QUELLTEXT ::
+++
Russischer Druck auf erschöpfte Verteidiger Kleinere Vorstösse statt grosse Frühjahrsoffensive

AP/tcar

19.4.2024

Russische Soldaten im Einsatz (Russian Defence Ministry Press Service via AP).
Russische Soldaten im Einsatz (Russian Defence Ministry Press Service via AP).
Bild: KEYSTONE

Mit dem Ende von Tauwetter und Schlammperiode rechnen viele mit einer russischen Großoffensive in der Ukraine. Doch die Invasoren haben womöglich andere Pläne, um die geschwächten Verteidiger zu überwältigen.

AP/tcar

19.4.2024

Keine Zeit? blue News fasst für dich zusammen

  • Trotz erhöhtem Druck auf die ukrainischen Verteidiger ist eine russische Grossoffensive nicht abzusehen.
  • Russland beschränkt sich auf kleinere Angriffe an den Fronten, um das ukrainische Militär weiter zu schwächen.
  • Auf diese Weise könnten die russischen Soldaten über die Front hinweg schliesslich mehr und mehr in offenes Gelände vordringen.

In der Ukraine erhöhen die russischen Invasionstruppen den Druck auf die erschöpften Verteidiger. Damit bereiten sie weitere Eroberungen im Frühjahr und Sommer vor, wenn das vom Winter schlammige Gelände trocken ist, sodass Panzer, gepanzerte Fahrzeuge und anderes schweres Gerät besser in Schlüsselpositionen gebracht werden können.
+++
DATENAUSZUG ::
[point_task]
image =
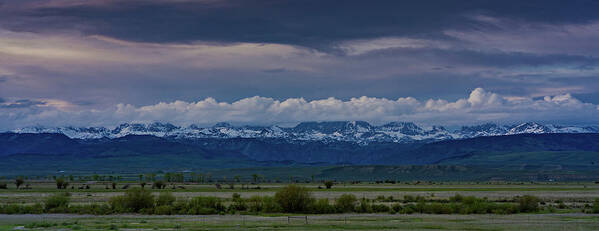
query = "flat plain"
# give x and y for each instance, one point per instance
(576, 197)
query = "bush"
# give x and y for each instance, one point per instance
(269, 205)
(61, 183)
(528, 203)
(328, 184)
(60, 200)
(134, 200)
(293, 198)
(159, 184)
(165, 198)
(346, 203)
(19, 181)
(255, 204)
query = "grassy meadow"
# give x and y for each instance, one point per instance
(560, 206)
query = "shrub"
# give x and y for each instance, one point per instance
(269, 205)
(346, 203)
(255, 204)
(293, 198)
(134, 200)
(159, 184)
(328, 184)
(528, 203)
(19, 181)
(165, 198)
(60, 200)
(61, 183)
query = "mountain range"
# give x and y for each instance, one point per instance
(360, 132)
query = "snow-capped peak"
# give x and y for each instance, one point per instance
(349, 131)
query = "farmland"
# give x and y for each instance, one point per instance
(561, 206)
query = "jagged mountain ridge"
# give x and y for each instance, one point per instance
(349, 131)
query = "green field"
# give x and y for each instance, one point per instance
(575, 221)
(563, 206)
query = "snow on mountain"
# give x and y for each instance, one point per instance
(350, 131)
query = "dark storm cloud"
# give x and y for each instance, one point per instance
(125, 60)
(22, 103)
(312, 23)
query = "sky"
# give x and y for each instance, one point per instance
(444, 62)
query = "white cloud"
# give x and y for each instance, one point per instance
(480, 106)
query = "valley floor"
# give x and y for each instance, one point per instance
(529, 222)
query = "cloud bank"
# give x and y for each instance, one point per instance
(480, 106)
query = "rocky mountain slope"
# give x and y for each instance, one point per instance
(348, 131)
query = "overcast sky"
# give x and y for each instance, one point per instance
(105, 62)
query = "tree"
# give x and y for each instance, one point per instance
(293, 198)
(19, 181)
(328, 184)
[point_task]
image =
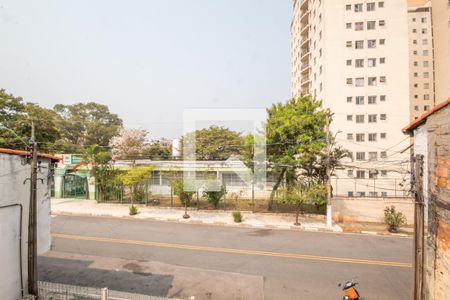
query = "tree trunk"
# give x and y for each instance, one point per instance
(275, 188)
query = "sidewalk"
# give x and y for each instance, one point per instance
(253, 220)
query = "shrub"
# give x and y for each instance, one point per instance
(237, 216)
(133, 210)
(393, 219)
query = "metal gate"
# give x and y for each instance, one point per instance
(74, 186)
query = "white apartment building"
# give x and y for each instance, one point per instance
(353, 55)
(421, 76)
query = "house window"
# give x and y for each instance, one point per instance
(371, 43)
(359, 26)
(360, 174)
(359, 44)
(372, 118)
(359, 63)
(372, 81)
(370, 6)
(360, 155)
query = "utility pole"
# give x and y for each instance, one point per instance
(32, 220)
(328, 169)
(418, 227)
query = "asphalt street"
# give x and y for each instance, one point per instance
(218, 262)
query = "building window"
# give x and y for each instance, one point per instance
(370, 6)
(359, 44)
(359, 63)
(359, 26)
(359, 100)
(371, 43)
(359, 81)
(360, 155)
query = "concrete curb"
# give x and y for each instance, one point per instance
(200, 222)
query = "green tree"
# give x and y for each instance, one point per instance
(102, 170)
(85, 124)
(179, 189)
(295, 139)
(213, 143)
(213, 196)
(302, 193)
(136, 179)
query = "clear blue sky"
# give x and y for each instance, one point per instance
(149, 59)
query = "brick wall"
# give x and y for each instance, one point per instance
(437, 252)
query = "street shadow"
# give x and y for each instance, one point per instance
(78, 272)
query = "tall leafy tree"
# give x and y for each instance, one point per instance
(85, 124)
(213, 143)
+++
ZIEL A ::
Übersetze den Satz „Doch die Invasoren haben womöglich andere Pläne, um die geschwächten Verteidiger zu überwältigen.“ aus dem Quelltext ins Englische.
ZIEL B ::
Schreibe aus dem Quelltext den Abschnitt von "Keine Zeit? blue" bis einschließlich "weiter zu schwächen." wortgetreu ab.

VOLLSTÄNDIGE ANTWORT A ::
But the invaders may have other plans for overpowering the weakened defenders.

VOLLSTÄNDIGE ANTWORT B ::
Keine Zeit? blue News fasst für dich zusammen

  • Trotz erhöhtem Druck auf die ukrainischen Verteidiger ist eine russische Grossoffensive nicht abzusehen.
  • Russland beschränkt sich auf kleinere Angriffe an den Fronten, um das ukrainische Militär weiter zu schwächen.